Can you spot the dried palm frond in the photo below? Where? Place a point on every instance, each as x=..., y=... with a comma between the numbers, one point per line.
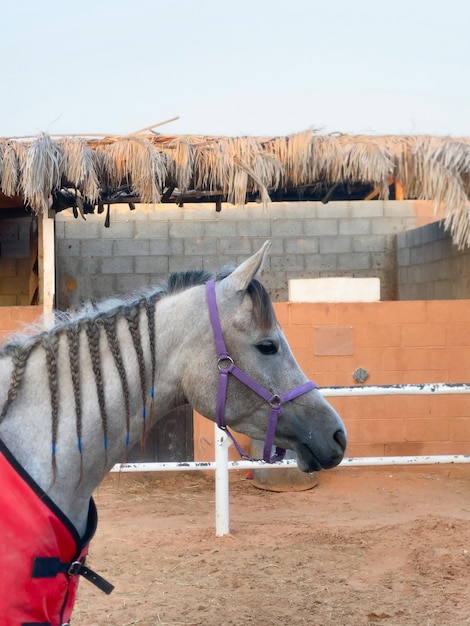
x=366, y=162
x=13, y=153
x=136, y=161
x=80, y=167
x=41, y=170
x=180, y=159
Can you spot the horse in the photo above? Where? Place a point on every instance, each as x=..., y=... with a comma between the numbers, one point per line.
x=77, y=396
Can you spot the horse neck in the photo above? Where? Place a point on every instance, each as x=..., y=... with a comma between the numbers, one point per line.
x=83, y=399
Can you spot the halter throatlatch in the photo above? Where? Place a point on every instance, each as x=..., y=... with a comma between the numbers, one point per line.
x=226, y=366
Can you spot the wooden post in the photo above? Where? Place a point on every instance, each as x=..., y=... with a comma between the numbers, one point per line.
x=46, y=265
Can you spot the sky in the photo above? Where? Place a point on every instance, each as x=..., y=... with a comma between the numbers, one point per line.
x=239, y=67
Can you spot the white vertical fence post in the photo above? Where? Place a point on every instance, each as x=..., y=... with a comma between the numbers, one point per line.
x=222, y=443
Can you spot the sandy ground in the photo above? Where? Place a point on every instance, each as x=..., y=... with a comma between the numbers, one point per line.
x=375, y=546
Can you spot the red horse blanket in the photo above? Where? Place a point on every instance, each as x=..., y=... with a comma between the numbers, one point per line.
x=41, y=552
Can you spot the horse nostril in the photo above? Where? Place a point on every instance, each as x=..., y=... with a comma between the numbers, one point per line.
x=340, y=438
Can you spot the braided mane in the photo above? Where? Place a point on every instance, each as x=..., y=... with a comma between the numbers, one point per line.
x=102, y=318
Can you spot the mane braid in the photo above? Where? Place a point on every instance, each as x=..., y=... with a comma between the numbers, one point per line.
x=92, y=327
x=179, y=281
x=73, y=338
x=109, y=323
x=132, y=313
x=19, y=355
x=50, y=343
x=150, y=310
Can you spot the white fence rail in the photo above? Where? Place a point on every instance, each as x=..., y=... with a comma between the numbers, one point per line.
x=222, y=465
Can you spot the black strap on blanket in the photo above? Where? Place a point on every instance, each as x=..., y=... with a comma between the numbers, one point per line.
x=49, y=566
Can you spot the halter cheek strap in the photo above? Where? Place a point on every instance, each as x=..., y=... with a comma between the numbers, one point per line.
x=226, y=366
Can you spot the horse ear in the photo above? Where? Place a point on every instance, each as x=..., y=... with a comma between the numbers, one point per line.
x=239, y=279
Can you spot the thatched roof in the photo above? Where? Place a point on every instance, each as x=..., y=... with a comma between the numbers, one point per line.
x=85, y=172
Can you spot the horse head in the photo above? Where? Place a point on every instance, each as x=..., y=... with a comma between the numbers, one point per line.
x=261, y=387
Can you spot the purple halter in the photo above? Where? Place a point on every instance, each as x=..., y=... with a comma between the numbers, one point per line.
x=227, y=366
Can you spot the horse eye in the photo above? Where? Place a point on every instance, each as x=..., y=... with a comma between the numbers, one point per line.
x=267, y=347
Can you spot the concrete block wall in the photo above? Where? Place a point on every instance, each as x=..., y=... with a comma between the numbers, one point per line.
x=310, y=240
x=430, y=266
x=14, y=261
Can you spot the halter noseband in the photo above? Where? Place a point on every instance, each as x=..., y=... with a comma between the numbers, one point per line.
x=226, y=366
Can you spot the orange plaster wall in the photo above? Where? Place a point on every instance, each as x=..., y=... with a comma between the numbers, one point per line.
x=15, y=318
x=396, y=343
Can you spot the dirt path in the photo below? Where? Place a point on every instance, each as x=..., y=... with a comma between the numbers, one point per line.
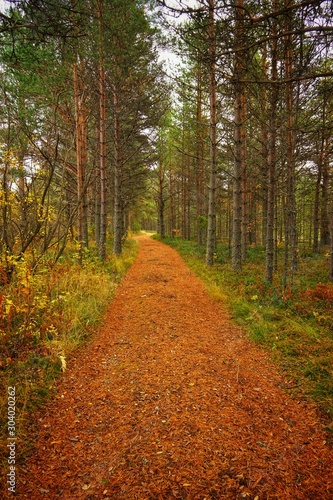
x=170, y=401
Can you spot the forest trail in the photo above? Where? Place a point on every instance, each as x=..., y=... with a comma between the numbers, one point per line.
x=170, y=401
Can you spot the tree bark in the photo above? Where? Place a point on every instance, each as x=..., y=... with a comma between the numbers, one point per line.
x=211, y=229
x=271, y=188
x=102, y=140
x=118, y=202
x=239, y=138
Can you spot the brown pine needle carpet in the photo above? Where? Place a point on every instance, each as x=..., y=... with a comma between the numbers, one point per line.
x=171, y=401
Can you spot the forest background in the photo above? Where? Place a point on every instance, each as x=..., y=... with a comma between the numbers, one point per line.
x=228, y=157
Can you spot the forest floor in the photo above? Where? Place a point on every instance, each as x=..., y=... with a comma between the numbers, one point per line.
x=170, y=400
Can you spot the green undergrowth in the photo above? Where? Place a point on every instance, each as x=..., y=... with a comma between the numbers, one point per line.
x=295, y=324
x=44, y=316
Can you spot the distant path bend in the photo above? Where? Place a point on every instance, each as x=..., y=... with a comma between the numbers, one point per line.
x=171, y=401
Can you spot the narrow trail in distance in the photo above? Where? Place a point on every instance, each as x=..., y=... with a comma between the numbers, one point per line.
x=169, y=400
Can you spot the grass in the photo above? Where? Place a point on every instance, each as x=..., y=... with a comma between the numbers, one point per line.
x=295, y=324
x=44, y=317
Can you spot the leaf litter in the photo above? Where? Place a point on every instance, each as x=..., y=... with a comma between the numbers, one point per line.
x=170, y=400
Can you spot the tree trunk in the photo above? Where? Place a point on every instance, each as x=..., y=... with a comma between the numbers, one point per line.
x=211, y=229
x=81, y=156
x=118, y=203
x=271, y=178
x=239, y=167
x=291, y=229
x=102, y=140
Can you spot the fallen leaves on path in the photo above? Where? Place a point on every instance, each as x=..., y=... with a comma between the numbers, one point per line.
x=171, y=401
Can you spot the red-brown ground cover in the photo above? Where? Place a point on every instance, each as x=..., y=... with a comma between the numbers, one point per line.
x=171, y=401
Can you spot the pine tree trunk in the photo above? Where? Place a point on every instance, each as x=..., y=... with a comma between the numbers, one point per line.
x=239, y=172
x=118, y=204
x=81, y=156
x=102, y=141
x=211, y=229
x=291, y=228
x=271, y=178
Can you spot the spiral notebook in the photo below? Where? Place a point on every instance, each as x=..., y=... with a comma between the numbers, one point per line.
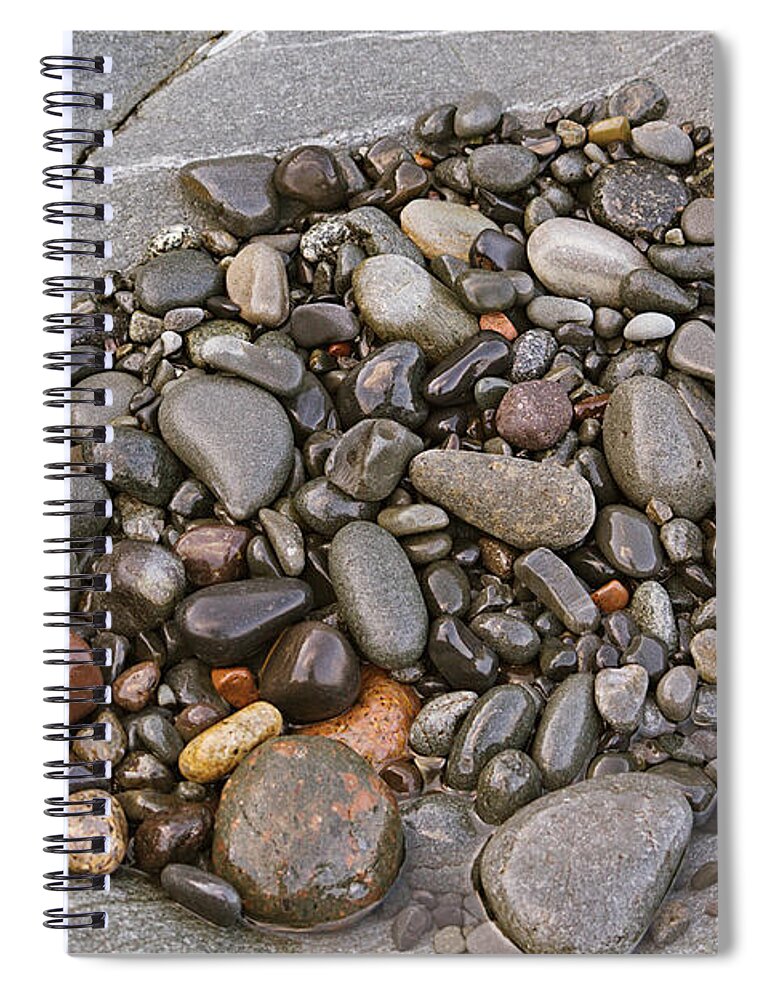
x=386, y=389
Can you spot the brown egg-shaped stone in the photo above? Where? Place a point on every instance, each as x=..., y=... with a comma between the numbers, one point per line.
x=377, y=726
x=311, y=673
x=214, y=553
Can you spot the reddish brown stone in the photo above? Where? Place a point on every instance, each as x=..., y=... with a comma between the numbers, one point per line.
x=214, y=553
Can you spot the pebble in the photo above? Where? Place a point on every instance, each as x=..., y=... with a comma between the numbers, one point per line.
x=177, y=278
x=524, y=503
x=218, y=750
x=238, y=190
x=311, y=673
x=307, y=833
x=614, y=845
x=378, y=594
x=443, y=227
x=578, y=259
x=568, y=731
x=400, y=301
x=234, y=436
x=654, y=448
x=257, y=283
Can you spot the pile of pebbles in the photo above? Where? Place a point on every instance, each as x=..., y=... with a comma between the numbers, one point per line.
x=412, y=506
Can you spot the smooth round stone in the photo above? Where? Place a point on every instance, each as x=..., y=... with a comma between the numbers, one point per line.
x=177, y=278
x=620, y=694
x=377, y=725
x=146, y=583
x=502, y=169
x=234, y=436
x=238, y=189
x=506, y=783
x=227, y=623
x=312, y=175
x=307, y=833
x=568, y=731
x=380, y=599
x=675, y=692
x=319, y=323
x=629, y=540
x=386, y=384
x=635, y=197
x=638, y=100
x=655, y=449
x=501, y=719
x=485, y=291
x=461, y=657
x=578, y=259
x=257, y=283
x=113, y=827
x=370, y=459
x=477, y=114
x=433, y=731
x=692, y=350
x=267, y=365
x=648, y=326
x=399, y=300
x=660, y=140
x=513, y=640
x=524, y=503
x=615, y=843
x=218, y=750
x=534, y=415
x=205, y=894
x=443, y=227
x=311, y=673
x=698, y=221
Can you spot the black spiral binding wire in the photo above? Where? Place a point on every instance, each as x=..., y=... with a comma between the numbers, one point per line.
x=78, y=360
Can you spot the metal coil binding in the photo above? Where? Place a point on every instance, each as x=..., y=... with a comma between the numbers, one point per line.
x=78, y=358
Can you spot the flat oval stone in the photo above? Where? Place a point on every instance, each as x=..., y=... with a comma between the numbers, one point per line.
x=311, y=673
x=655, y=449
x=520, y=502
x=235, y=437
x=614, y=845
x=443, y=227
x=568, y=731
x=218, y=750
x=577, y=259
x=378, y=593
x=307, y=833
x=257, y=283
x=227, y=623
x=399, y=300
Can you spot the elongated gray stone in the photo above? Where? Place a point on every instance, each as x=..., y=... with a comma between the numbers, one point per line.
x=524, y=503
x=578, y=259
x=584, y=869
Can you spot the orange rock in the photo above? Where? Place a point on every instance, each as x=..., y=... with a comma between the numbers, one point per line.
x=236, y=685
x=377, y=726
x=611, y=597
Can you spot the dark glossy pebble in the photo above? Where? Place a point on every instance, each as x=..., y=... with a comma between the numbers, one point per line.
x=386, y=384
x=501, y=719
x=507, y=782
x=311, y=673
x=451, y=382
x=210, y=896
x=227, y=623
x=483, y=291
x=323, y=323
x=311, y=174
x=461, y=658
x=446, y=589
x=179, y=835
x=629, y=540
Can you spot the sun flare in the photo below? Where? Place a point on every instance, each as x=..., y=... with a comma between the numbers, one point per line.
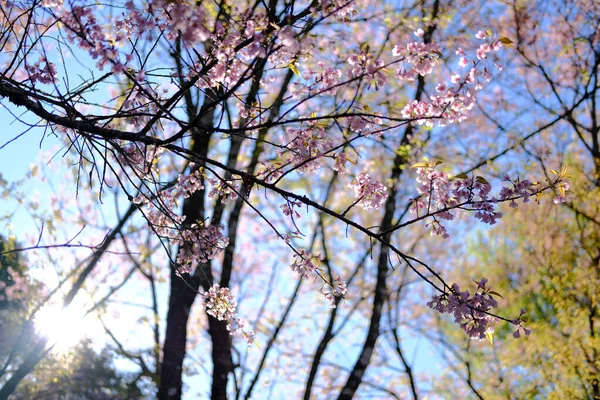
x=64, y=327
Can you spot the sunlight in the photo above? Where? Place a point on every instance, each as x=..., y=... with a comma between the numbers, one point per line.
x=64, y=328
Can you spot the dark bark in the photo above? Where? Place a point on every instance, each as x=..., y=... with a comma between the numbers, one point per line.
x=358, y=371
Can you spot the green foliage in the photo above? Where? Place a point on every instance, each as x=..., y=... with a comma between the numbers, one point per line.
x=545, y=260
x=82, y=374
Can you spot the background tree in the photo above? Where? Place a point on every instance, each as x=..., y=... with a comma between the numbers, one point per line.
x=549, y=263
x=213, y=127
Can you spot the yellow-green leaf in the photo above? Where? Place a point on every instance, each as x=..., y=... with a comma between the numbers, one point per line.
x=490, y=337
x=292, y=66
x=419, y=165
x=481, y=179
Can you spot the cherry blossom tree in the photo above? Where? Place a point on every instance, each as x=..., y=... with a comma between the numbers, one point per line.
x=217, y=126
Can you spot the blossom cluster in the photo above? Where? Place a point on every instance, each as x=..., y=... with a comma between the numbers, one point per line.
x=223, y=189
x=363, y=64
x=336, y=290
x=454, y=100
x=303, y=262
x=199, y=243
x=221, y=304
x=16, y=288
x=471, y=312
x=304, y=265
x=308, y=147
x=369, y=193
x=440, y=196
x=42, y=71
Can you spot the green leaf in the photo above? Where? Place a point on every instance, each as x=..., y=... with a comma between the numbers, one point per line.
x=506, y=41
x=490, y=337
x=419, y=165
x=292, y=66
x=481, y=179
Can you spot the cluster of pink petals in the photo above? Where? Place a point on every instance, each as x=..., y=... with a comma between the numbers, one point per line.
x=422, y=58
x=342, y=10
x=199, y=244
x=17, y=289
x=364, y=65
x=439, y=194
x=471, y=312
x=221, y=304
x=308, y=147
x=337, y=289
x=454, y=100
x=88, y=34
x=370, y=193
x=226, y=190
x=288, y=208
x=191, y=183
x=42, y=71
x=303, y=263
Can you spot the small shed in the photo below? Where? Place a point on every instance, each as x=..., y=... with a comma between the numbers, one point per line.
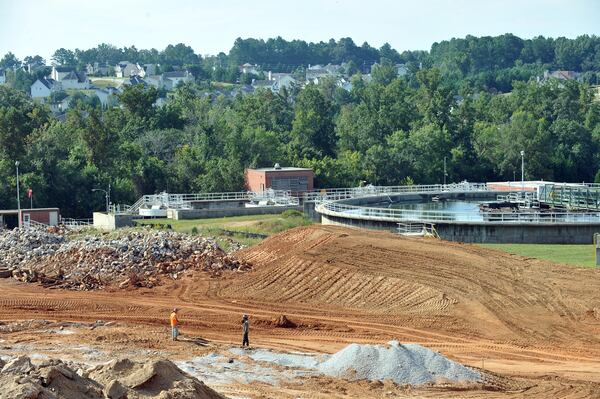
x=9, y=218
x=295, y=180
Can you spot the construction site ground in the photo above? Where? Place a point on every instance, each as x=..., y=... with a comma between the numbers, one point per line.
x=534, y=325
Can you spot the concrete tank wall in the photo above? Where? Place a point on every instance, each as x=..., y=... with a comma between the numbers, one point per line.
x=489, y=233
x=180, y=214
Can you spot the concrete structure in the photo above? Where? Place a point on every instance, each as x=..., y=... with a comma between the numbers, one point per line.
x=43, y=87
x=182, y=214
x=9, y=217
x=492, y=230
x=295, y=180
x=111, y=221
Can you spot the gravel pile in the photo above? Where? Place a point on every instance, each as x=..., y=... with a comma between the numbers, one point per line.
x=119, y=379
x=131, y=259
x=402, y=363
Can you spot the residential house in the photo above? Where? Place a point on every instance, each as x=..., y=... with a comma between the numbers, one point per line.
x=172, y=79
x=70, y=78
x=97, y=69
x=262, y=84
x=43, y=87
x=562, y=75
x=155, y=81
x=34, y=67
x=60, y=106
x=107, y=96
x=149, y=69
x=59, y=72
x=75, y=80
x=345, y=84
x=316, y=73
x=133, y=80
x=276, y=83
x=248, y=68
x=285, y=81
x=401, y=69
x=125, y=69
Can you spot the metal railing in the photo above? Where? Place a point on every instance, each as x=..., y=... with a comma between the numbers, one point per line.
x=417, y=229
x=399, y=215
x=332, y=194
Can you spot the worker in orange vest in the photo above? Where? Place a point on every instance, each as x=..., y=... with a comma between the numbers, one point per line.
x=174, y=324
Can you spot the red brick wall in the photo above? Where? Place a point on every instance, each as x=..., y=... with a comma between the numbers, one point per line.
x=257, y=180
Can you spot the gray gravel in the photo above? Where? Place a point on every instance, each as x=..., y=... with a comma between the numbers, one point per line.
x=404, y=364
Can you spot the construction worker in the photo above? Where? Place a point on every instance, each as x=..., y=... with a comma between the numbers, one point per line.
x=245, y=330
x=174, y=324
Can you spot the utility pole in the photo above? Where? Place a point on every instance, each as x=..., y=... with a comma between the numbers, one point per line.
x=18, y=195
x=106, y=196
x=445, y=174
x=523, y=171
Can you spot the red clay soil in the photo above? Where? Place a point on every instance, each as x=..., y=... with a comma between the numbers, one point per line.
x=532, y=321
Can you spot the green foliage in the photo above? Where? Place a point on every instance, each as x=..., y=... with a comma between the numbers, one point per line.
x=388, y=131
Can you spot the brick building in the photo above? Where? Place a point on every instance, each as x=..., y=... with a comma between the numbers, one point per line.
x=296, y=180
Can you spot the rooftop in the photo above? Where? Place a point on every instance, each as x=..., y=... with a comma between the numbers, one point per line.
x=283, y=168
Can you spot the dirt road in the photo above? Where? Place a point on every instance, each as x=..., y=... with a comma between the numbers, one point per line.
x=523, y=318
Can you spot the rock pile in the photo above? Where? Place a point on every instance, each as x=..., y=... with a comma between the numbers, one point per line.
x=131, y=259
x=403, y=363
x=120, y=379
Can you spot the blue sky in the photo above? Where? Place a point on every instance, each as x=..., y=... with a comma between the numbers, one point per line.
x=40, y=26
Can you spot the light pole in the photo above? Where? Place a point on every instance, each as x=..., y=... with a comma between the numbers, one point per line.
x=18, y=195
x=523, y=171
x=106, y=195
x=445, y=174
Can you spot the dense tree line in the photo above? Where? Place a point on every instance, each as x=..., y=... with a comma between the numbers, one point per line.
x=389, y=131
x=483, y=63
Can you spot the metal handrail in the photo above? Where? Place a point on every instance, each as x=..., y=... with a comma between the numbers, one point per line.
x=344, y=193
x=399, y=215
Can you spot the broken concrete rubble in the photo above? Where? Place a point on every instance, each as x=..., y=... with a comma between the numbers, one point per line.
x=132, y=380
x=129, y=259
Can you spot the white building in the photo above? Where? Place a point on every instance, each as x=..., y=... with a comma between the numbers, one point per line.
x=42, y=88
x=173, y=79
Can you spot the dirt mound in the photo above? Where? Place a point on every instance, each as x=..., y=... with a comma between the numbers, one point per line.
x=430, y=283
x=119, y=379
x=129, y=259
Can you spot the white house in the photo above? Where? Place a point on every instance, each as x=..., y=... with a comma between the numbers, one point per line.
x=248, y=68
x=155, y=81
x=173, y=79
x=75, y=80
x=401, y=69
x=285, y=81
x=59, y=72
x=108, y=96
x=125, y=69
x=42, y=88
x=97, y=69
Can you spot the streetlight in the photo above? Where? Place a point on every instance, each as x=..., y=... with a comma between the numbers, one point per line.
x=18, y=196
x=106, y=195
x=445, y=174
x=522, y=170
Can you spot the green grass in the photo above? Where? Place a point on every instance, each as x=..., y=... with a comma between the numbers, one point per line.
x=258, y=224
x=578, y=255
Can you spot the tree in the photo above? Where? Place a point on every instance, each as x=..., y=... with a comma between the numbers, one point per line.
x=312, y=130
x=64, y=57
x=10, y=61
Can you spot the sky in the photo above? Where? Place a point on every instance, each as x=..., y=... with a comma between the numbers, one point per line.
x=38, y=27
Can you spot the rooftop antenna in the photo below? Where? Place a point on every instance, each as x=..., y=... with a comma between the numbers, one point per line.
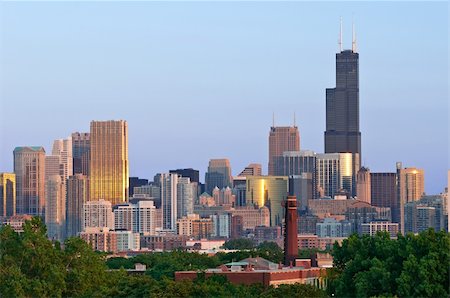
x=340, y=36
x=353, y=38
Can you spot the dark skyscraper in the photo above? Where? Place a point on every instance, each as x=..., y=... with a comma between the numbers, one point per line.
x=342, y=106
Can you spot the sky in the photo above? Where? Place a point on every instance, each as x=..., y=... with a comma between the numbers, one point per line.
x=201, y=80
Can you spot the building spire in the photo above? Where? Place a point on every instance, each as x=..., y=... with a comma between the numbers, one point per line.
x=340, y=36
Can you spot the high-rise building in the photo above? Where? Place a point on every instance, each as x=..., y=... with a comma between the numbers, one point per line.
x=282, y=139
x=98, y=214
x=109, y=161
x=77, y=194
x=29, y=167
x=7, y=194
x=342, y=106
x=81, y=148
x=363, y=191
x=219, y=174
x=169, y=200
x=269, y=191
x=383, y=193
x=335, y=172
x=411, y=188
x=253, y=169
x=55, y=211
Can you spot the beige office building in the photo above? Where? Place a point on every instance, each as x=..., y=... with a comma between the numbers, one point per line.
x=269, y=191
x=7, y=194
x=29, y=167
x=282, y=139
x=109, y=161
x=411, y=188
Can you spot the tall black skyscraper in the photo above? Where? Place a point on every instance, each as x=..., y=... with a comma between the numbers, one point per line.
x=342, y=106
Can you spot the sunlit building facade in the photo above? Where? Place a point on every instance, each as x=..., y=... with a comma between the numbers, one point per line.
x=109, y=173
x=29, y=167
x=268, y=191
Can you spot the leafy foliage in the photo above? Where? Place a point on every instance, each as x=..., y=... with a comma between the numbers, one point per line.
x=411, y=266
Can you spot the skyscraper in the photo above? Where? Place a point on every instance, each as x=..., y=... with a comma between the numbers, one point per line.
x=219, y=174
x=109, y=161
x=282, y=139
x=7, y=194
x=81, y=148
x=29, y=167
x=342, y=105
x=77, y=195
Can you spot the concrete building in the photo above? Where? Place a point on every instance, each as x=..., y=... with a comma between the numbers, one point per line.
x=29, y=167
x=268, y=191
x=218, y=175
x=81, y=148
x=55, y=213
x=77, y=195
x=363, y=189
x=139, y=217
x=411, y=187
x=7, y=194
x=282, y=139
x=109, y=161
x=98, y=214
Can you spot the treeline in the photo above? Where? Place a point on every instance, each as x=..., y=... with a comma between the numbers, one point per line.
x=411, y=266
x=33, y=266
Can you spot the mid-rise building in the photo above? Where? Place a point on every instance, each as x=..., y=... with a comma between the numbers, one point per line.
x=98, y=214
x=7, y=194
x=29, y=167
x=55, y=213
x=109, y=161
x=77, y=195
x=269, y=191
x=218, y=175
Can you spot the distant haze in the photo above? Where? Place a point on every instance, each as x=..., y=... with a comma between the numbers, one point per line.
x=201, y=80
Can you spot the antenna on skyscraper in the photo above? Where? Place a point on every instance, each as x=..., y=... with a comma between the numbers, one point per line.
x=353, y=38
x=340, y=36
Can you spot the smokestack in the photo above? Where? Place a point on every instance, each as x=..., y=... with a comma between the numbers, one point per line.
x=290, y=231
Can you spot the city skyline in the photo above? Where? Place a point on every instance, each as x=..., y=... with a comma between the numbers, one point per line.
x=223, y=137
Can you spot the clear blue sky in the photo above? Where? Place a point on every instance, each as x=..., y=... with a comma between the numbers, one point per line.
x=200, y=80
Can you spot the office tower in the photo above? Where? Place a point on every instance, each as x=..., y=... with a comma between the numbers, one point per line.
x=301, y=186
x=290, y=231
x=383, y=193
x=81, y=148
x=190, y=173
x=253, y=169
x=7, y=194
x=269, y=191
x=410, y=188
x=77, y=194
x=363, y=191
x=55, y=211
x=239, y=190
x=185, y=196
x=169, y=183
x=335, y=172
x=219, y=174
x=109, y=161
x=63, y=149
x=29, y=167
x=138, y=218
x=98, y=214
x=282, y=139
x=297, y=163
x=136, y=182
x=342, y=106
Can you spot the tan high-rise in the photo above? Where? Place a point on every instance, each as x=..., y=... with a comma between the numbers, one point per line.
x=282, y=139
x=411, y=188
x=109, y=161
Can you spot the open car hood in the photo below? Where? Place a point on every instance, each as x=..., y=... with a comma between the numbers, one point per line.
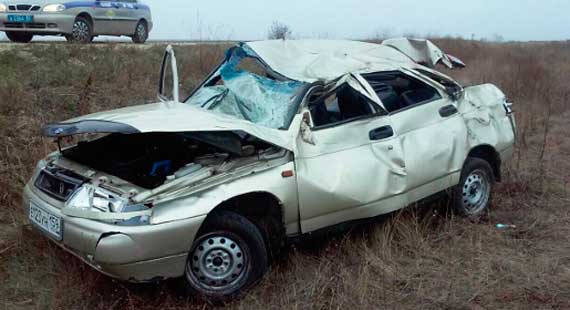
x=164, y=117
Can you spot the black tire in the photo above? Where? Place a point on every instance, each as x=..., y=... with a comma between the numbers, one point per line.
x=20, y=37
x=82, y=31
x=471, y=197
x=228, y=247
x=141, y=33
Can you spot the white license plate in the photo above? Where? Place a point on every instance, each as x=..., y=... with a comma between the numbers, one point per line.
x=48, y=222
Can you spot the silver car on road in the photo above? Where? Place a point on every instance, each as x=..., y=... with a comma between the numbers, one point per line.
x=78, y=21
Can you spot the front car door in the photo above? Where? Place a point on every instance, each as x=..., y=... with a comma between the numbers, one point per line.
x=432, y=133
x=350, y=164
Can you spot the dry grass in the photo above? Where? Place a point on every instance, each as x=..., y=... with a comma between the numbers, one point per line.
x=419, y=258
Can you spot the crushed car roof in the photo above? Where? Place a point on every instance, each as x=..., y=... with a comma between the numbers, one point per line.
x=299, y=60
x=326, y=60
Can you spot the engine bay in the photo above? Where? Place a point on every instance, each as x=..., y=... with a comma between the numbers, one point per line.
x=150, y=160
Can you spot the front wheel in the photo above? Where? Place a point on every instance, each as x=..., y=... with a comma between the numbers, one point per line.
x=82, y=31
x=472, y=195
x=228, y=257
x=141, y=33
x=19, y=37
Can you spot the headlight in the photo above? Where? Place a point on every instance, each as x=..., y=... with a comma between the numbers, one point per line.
__________________________________________________
:: INSTRUCTIONS TO FOLLOW ::
Exactly the lines from the one holding "Can you spot the front car" through the end of the records above are to be returned, and nothing else.

:: ANSWER ::
Can you spot the front car door in the photo above? Where? Place a point on every instance, each as x=..., y=... with a comma between the numbers, one point per line.
x=432, y=133
x=350, y=164
Can you spot the dry grass in the photo above? Where? Place a point on every instance, each as x=..., y=... with a comma between the numbers, one point per line.
x=419, y=258
Can you spot the crushed car roof in the photo above? Where? Place a point on every instance, each as x=..., y=... with a comma between the numbers, one point per line.
x=299, y=60
x=326, y=60
Can you spot the engine bay in the photo above? Where? Place a point on every instance, each as x=..., y=... with a comma between the numbers, one point per line.
x=150, y=160
Can you spot the front wheel in the photo above? Where? Place a point on every instance, each as x=..., y=... with a comma between the numbers, one point per line.
x=82, y=31
x=472, y=195
x=228, y=257
x=141, y=33
x=19, y=37
Can you spot the headlight in the photo above? Where? Place a point on every instance, each as x=..., y=... with a comma between the numbers, one point per line.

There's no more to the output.